> _Aufgabe_: Kopiere alles vom Beginn der Zeilen bis einschließlich der Zeile mit „Trace every instance of the <item>blue“ wortgetreu und lass die Bilder dabei weg.

> _Eingabezeilen_:
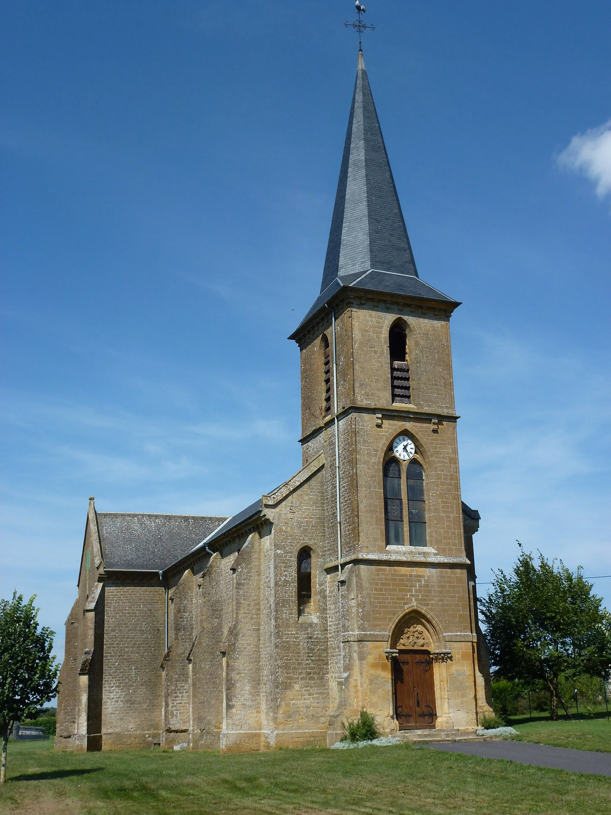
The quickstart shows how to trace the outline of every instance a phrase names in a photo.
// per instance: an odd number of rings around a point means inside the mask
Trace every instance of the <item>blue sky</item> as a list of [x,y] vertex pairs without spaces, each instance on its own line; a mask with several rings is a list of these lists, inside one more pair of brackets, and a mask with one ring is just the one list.
[[[611,6],[371,0],[365,59],[451,320],[482,583],[611,575]],[[301,465],[297,348],[356,70],[351,0],[4,4],[0,596],[58,632],[87,498],[231,514]],[[483,588],[483,587],[482,587]],[[611,606],[611,579],[596,582]]]

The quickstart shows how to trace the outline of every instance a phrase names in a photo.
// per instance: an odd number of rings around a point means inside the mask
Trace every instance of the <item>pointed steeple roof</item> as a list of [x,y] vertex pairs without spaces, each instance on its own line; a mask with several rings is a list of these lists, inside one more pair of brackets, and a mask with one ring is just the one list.
[[459,305],[418,276],[360,51],[320,295],[289,338],[346,286]]
[[418,277],[359,51],[320,290],[336,277],[370,269]]

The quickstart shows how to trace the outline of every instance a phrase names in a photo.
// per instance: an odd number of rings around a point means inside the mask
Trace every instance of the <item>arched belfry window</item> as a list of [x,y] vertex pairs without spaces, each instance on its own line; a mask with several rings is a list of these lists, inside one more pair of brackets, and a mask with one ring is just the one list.
[[309,548],[297,554],[297,614],[312,613],[312,553]]
[[386,545],[403,546],[402,473],[397,459],[391,458],[384,468],[384,520]]
[[393,323],[389,332],[390,386],[393,402],[411,402],[410,363],[407,362],[407,333],[402,320]]
[[422,465],[413,459],[407,466],[407,519],[410,546],[426,546],[424,471]]
[[323,334],[323,387],[324,403],[323,411],[324,416],[331,413],[331,353],[327,334]]

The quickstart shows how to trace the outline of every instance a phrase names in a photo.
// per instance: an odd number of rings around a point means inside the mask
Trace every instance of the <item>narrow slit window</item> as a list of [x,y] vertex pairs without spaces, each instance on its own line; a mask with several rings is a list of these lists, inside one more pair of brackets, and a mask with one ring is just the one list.
[[401,465],[389,459],[384,468],[384,519],[386,545],[403,546],[403,496]]
[[297,555],[297,614],[312,613],[312,553],[301,549]]
[[395,324],[389,332],[390,351],[390,385],[393,402],[411,402],[410,365],[407,362],[407,334],[402,325]]
[[426,508],[424,506],[424,471],[418,461],[407,467],[407,518],[410,546],[427,546]]
[[323,334],[323,380],[324,385],[324,415],[331,414],[331,353],[329,341]]

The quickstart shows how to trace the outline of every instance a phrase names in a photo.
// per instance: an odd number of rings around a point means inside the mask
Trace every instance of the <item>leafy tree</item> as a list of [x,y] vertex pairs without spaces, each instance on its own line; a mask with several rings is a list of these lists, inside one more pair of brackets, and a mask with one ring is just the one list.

> _Ergebnis_:
The quickstart shows how to trace the outline of every instance a phrase names in a photo.
// per instance: an odd number of rings around a point means inside the mask
Trace every instance of the <item>blue sky</item> as a list of [x,y] vertex pairs without spaces, each instance on its own line; a mask with several rings is a list of these lists, inside one more pair of brackets, and a mask with one ring is just the one list.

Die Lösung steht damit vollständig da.